### [RECORDS FOR THIS EXERCISE]
>> Start

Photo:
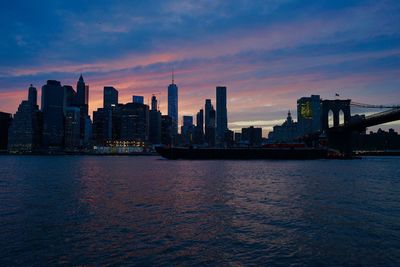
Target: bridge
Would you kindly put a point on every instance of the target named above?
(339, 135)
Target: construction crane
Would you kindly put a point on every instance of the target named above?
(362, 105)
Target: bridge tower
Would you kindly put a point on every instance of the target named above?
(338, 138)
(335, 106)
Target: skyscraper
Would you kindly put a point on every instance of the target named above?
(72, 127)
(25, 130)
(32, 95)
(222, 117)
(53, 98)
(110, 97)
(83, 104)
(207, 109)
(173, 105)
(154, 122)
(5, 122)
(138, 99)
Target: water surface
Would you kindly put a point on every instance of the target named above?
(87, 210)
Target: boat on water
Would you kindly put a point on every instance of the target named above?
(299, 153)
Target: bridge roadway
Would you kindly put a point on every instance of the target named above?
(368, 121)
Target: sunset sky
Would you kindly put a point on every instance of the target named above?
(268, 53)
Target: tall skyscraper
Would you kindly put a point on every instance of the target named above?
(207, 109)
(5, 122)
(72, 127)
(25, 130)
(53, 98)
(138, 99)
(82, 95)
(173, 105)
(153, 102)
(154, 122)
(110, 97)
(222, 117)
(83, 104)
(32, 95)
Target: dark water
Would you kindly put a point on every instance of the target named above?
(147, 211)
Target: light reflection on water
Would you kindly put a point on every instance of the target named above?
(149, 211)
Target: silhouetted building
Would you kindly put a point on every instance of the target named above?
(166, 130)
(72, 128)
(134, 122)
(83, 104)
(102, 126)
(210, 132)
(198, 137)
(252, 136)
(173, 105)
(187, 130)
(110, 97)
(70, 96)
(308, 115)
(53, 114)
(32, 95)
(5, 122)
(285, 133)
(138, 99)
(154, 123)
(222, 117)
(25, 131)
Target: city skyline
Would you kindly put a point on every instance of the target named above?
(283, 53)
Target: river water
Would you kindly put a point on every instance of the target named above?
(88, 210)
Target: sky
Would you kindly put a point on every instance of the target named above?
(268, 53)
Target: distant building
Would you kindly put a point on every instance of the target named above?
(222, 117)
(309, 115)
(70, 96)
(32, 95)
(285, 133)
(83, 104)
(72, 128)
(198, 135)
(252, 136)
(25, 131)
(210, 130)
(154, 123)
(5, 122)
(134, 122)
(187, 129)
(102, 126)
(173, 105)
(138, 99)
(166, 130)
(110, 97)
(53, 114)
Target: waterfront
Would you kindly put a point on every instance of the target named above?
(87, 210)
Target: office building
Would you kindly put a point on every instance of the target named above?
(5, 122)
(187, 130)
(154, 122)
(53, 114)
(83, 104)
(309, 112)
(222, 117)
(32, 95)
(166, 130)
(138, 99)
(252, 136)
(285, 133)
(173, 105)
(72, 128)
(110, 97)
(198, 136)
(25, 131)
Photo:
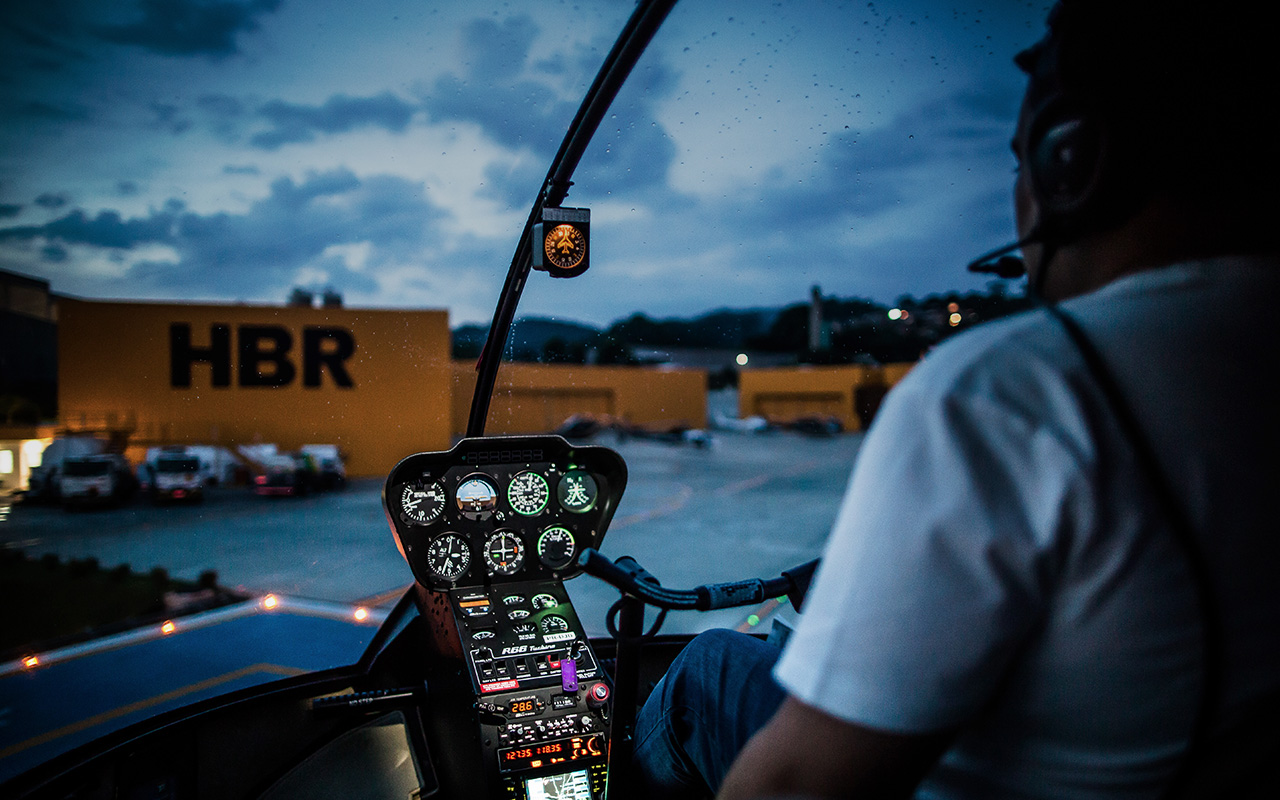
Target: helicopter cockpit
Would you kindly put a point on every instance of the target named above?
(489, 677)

>> End
>> Start

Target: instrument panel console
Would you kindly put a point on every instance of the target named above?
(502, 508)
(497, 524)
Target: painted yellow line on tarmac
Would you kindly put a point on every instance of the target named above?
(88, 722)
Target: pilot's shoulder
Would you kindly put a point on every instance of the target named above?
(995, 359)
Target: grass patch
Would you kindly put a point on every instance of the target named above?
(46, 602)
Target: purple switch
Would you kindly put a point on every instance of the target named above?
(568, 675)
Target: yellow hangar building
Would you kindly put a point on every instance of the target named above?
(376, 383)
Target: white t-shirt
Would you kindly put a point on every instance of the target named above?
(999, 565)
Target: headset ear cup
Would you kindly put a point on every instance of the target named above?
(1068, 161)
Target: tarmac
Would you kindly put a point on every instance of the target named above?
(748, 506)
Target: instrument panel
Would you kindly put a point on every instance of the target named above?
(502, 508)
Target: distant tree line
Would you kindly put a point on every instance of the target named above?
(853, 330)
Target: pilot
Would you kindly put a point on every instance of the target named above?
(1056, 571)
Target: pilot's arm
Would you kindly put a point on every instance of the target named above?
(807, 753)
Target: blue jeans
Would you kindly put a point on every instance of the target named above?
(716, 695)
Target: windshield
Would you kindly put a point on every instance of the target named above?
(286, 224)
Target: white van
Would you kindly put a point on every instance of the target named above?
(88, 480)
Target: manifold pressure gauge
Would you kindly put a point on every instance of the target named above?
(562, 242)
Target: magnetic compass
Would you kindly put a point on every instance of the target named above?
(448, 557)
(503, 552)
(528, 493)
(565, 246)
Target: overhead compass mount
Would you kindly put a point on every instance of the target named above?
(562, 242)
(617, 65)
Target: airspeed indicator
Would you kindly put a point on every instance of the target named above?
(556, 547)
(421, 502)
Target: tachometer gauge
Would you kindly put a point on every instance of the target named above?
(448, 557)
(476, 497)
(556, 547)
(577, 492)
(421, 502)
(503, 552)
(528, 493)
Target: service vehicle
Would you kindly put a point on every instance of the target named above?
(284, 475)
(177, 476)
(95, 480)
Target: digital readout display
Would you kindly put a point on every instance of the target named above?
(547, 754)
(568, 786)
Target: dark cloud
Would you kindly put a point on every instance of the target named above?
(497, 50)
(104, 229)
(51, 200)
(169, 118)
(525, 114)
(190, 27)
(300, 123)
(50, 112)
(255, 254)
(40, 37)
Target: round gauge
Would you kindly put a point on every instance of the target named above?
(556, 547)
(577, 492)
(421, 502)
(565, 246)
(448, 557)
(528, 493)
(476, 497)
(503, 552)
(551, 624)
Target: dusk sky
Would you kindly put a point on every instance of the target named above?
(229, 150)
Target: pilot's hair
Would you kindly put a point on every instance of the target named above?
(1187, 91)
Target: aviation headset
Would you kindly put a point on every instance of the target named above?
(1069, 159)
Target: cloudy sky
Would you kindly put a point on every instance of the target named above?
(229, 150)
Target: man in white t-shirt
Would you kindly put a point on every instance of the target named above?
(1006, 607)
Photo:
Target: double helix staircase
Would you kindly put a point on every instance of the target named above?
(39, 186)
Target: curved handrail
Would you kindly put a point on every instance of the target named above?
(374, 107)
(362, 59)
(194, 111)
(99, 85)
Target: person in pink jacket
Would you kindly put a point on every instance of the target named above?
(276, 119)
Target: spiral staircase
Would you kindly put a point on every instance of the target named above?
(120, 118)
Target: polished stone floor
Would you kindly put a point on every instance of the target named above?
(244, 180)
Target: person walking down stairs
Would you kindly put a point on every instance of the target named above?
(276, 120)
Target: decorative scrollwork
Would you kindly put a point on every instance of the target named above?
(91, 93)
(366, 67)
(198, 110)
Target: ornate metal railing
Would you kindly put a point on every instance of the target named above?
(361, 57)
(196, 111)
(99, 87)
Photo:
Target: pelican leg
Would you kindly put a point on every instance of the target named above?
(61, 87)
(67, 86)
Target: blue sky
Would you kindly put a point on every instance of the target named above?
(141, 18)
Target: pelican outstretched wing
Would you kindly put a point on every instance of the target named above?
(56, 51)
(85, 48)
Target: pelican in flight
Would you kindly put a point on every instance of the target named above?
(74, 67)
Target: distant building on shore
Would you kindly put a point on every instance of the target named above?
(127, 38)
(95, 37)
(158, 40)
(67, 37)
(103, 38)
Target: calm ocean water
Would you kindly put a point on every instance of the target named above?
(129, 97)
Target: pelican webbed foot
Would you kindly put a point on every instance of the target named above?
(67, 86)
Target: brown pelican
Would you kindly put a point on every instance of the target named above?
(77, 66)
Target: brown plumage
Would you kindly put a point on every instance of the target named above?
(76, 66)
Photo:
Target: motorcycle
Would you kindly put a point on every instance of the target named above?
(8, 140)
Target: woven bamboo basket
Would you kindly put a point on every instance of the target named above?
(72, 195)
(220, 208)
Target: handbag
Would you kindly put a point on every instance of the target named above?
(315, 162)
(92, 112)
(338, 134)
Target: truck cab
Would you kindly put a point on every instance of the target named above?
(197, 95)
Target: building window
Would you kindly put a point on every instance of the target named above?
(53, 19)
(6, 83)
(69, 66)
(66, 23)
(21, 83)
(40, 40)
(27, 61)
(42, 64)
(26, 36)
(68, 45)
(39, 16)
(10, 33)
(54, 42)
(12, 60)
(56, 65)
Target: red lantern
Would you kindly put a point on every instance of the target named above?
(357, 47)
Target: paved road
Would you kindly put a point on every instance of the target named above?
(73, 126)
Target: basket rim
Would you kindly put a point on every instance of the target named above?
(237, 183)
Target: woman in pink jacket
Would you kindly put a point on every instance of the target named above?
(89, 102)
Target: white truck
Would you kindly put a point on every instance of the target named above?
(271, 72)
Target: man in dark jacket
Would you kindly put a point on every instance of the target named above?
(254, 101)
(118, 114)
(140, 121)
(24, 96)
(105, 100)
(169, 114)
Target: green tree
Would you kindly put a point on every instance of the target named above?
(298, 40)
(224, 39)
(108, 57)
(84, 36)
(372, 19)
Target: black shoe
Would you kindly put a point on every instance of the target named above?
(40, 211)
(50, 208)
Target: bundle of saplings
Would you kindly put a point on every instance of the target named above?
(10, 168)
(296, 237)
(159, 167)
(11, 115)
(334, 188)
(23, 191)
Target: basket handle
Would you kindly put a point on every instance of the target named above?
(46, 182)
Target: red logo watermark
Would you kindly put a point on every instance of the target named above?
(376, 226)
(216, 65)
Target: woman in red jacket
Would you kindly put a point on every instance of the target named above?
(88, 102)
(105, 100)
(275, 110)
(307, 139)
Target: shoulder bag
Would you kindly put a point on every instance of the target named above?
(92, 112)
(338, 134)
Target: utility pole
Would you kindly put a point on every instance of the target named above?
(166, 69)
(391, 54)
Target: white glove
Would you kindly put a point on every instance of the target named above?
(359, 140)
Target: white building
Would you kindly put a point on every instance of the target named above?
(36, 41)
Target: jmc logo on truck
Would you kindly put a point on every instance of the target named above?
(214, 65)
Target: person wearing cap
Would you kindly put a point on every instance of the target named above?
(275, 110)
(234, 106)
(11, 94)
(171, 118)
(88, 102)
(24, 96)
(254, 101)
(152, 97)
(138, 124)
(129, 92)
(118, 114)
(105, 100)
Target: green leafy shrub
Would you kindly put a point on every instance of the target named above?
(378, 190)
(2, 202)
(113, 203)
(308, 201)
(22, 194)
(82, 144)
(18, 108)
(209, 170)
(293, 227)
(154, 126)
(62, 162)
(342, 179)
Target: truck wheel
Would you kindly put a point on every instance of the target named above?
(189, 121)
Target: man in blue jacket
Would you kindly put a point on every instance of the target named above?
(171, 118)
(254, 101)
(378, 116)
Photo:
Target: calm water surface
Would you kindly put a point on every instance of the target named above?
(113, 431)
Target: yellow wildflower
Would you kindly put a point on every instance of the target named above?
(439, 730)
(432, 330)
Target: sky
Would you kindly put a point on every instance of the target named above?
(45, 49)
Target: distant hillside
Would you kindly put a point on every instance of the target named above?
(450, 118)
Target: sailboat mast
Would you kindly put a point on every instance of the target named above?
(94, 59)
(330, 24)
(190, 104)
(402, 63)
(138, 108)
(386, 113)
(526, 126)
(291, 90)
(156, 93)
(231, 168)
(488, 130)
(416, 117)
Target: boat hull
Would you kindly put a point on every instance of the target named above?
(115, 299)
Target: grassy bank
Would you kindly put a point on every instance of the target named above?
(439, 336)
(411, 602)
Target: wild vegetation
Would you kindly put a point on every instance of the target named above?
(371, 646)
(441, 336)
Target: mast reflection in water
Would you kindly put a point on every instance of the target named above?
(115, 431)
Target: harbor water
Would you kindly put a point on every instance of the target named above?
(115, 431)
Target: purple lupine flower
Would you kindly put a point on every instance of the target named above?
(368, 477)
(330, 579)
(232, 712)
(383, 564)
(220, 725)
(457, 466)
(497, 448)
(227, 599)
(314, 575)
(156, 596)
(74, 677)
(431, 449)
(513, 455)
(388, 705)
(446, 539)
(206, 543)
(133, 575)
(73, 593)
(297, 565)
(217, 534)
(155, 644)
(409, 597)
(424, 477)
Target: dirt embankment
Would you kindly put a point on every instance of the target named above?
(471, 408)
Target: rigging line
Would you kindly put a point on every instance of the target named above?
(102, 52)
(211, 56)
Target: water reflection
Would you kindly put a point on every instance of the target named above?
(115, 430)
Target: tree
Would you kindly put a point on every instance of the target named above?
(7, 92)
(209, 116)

>> End
>> Start

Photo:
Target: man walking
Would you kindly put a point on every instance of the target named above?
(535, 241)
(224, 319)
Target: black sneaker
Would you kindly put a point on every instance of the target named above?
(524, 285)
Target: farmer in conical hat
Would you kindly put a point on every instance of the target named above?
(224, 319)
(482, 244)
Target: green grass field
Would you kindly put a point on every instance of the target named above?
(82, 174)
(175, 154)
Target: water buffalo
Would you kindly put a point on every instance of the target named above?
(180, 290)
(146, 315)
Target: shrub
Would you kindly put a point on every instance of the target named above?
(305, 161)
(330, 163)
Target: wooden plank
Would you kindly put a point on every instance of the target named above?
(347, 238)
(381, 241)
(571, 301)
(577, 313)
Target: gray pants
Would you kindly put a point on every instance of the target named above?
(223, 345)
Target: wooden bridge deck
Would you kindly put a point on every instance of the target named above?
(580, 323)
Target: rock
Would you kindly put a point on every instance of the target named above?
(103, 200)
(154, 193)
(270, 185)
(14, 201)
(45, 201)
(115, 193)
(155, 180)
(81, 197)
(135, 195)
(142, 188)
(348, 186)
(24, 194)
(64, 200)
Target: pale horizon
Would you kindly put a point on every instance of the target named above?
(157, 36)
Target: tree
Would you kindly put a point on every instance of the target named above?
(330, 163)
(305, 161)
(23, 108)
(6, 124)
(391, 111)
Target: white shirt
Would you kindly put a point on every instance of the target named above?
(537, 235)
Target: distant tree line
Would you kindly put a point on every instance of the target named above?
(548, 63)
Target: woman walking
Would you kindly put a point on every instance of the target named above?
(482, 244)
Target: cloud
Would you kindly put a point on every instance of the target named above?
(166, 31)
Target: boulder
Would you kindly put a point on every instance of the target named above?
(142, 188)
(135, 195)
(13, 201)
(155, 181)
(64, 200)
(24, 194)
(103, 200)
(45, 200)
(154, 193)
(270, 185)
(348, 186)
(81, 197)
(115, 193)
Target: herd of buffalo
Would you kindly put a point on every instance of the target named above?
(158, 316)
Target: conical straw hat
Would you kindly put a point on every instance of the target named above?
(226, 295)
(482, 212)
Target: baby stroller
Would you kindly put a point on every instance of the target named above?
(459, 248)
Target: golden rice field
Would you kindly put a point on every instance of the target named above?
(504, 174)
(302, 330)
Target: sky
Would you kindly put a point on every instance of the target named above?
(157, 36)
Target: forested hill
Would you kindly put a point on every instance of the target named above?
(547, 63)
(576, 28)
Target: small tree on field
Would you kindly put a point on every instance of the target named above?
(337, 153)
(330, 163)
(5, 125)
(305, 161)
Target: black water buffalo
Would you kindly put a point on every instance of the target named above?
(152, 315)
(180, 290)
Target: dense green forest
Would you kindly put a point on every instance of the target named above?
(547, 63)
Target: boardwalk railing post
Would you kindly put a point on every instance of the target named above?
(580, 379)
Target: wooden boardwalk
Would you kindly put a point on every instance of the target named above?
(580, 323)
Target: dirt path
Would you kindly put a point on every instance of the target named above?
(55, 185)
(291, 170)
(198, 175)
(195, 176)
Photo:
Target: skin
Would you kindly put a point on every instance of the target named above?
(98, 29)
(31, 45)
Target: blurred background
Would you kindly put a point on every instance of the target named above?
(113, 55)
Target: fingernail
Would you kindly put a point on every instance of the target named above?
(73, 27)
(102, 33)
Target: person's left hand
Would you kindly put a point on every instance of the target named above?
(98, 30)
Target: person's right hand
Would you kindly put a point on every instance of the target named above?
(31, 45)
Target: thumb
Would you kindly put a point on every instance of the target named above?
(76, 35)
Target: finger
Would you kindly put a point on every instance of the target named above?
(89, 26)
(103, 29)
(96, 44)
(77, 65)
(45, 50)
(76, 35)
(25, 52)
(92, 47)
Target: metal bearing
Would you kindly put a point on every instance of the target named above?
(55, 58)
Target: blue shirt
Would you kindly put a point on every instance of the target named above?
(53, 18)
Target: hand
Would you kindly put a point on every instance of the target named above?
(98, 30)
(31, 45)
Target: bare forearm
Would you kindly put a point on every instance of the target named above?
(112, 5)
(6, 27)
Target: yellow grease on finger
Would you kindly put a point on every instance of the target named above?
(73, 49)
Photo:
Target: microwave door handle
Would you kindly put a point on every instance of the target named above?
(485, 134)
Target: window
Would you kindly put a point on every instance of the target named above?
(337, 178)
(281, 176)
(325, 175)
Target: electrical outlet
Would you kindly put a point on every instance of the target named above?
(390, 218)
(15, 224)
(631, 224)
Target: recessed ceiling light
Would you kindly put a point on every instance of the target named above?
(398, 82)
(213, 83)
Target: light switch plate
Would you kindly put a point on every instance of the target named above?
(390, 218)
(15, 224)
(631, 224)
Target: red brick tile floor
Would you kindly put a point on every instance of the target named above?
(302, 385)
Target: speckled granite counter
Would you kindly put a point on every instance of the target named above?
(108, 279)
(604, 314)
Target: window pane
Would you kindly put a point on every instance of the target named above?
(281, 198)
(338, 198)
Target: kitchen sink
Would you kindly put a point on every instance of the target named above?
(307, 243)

>> End

### [PROBLEM STATEMENT]
Locate each line in the records above that contains the string "pink" and copy it out. Only exact matches in case count.

### [EXERCISE SOLUTION]
Target: person in pink jacket
Target: woman in pink jacket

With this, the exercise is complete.